PROBLEM DESCRIPTION —
Without including any images, repeat the data exactly.

RECORDS FOR THIS TASK —
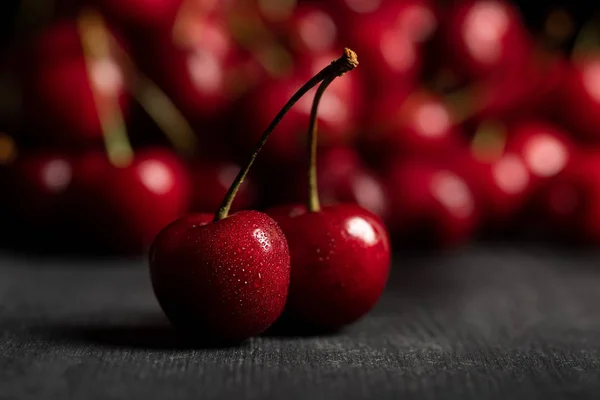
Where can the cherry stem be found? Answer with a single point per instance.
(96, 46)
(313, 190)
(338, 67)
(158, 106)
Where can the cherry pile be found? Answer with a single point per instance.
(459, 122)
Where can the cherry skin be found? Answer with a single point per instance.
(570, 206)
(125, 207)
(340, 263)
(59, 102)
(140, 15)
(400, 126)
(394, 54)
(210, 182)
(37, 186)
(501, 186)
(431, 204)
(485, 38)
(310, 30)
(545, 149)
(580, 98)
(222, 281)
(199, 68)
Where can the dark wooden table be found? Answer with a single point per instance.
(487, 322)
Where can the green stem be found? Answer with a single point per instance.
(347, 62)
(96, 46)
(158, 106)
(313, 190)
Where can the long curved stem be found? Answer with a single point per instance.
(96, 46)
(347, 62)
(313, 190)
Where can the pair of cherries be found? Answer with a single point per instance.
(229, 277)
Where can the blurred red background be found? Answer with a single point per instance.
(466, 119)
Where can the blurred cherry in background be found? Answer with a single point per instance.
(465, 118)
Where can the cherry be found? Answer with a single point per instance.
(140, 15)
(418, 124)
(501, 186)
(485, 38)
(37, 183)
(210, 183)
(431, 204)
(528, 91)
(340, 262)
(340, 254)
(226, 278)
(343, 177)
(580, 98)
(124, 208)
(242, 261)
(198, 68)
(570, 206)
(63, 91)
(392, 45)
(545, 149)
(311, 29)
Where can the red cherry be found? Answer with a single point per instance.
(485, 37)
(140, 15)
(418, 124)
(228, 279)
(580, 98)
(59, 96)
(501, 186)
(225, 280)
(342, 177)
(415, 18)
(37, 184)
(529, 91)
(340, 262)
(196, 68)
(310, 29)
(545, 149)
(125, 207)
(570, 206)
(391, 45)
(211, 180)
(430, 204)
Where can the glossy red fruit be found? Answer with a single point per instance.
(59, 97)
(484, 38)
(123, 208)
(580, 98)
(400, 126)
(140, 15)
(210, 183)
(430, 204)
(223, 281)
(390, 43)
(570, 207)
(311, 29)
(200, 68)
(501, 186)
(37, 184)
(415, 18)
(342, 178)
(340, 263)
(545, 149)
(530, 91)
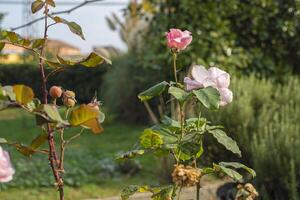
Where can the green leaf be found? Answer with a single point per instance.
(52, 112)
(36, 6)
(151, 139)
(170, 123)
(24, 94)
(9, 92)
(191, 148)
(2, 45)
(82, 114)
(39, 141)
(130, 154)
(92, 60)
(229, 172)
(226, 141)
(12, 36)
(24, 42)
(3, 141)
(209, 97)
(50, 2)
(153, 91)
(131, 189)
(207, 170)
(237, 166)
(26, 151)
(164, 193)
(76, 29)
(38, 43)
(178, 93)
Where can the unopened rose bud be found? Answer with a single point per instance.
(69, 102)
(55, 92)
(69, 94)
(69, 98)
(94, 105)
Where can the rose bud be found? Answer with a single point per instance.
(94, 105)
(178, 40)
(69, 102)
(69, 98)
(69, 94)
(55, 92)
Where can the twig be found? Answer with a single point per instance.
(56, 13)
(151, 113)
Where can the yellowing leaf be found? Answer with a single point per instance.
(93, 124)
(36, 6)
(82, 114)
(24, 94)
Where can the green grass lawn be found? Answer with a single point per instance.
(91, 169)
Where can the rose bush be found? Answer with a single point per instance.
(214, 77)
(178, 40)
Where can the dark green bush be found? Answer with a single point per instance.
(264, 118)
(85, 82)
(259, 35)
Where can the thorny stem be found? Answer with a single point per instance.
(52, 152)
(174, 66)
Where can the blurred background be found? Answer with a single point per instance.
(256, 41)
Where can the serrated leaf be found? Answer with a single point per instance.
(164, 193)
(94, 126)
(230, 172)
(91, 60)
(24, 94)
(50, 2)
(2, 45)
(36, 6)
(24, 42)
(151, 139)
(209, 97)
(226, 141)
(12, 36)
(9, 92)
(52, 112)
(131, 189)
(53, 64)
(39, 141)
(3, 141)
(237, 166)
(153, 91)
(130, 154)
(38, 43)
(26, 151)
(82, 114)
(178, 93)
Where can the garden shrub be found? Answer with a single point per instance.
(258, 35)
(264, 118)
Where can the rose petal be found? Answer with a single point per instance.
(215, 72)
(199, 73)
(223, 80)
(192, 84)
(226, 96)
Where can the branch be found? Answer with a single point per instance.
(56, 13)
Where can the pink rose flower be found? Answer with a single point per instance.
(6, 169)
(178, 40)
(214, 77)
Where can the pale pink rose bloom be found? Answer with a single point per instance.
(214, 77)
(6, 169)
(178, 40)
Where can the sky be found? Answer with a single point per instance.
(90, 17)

TASK RESPONSE —
Where can the cherry stem be found? Answer with a single point per instance.
(96, 46)
(313, 190)
(338, 67)
(158, 106)
Where can the cherry pile be found? Answer with a single point per instance.
(459, 122)
Where can the cherry skin be found? Answer with a single point per instance.
(570, 206)
(125, 207)
(340, 263)
(59, 102)
(140, 15)
(400, 126)
(394, 54)
(210, 182)
(37, 186)
(501, 186)
(431, 204)
(485, 38)
(310, 30)
(545, 149)
(580, 98)
(222, 281)
(199, 68)
Where can the dark wooden table be found? Answer with a single point per instance.
(487, 322)
Where can the green stem be found? Answer with a single point per instance.
(347, 62)
(96, 46)
(158, 106)
(313, 190)
Where can the long curved stem be found? Answer with a single point per instance.
(96, 46)
(347, 62)
(313, 190)
Where can the pair of cherries be found? Answer with a single point per instance.
(229, 277)
Where can the blurred red background be found? Answer with a single point per instance.
(466, 119)
Where can the blurred cherry in background be found? Answer with a single point per instance.
(465, 118)
Where can the cherry be found? Answer with a single point per instance.
(140, 15)
(418, 124)
(501, 186)
(485, 38)
(37, 183)
(210, 183)
(431, 204)
(528, 91)
(340, 262)
(340, 254)
(226, 278)
(343, 177)
(580, 98)
(124, 208)
(242, 261)
(198, 68)
(570, 206)
(63, 91)
(392, 45)
(545, 149)
(311, 29)
Where can the red cherry be found? Answer with a single point per instance.
(485, 37)
(140, 15)
(418, 124)
(228, 279)
(580, 98)
(59, 96)
(501, 186)
(225, 280)
(342, 177)
(415, 18)
(37, 184)
(529, 91)
(340, 262)
(196, 68)
(310, 29)
(545, 149)
(125, 207)
(570, 206)
(391, 45)
(211, 180)
(430, 204)
Where can the glossy red fruit be found? Answer with a single point per instance.
(59, 97)
(484, 38)
(123, 208)
(580, 98)
(400, 126)
(140, 15)
(210, 183)
(430, 204)
(223, 281)
(390, 43)
(570, 207)
(311, 29)
(200, 68)
(501, 186)
(37, 184)
(415, 18)
(342, 178)
(340, 263)
(545, 149)
(530, 91)
Where can the green leaf be found? Answer with a single point per instance.
(52, 112)
(36, 6)
(151, 139)
(170, 123)
(24, 94)
(9, 92)
(191, 148)
(2, 45)
(82, 114)
(39, 141)
(130, 154)
(92, 60)
(229, 172)
(226, 141)
(12, 36)
(24, 42)
(3, 141)
(209, 97)
(50, 2)
(153, 91)
(131, 189)
(207, 170)
(237, 166)
(26, 151)
(164, 193)
(76, 29)
(38, 43)
(178, 93)
Where can the unopened rose bud be found? Answer with a single point per instance.
(69, 102)
(55, 92)
(69, 94)
(69, 98)
(94, 105)
Where can the rose bud be found? Answer with a single point per instance.
(94, 105)
(178, 40)
(69, 102)
(69, 98)
(69, 94)
(55, 92)
Where can the twig be found? Answer with a single point per instance.
(56, 13)
(151, 113)
Where can the yellowing leaf be found? Answer with a single point per instance.
(93, 124)
(36, 6)
(82, 114)
(24, 94)
Where can the green grass lawn be found? Answer with a single point per instance.
(91, 169)
Where can the rose bush be found? Answer with a single point per instance.
(214, 77)
(178, 40)
Where can the dark green bush be found? Answer with a single point per instance.
(264, 118)
(85, 82)
(259, 35)
Where can the thorny stem be found? Answer with a single point per instance.
(52, 152)
(174, 66)
Where can the blurred background be found? Answer with a single point per instance.
(256, 41)
Where can the serrated leaf be found? Answer with a single point per instance.
(164, 193)
(94, 126)
(230, 172)
(91, 60)
(24, 94)
(50, 2)
(2, 45)
(36, 6)
(24, 42)
(151, 139)
(209, 97)
(226, 141)
(12, 36)
(9, 92)
(52, 112)
(131, 189)
(53, 64)
(39, 141)
(3, 141)
(237, 166)
(153, 91)
(130, 154)
(38, 43)
(26, 151)
(82, 114)
(178, 93)
Where can the garden shrub be found? Answer with a single point per instance.
(258, 35)
(264, 118)
Where can the rose petal be found? Answer with a single point per instance.
(215, 72)
(199, 73)
(223, 80)
(192, 84)
(226, 96)
Where can the branch be found? Answer with a single point per instance.
(56, 13)
Where can the pink rose flower be found? Answer with a single point per instance.
(6, 169)
(178, 40)
(214, 77)
Where can the pale pink rose bloom be found? Answer with a single point per instance.
(214, 77)
(6, 169)
(178, 40)
Where can the sky be found? Answer with a single point per instance.
(90, 17)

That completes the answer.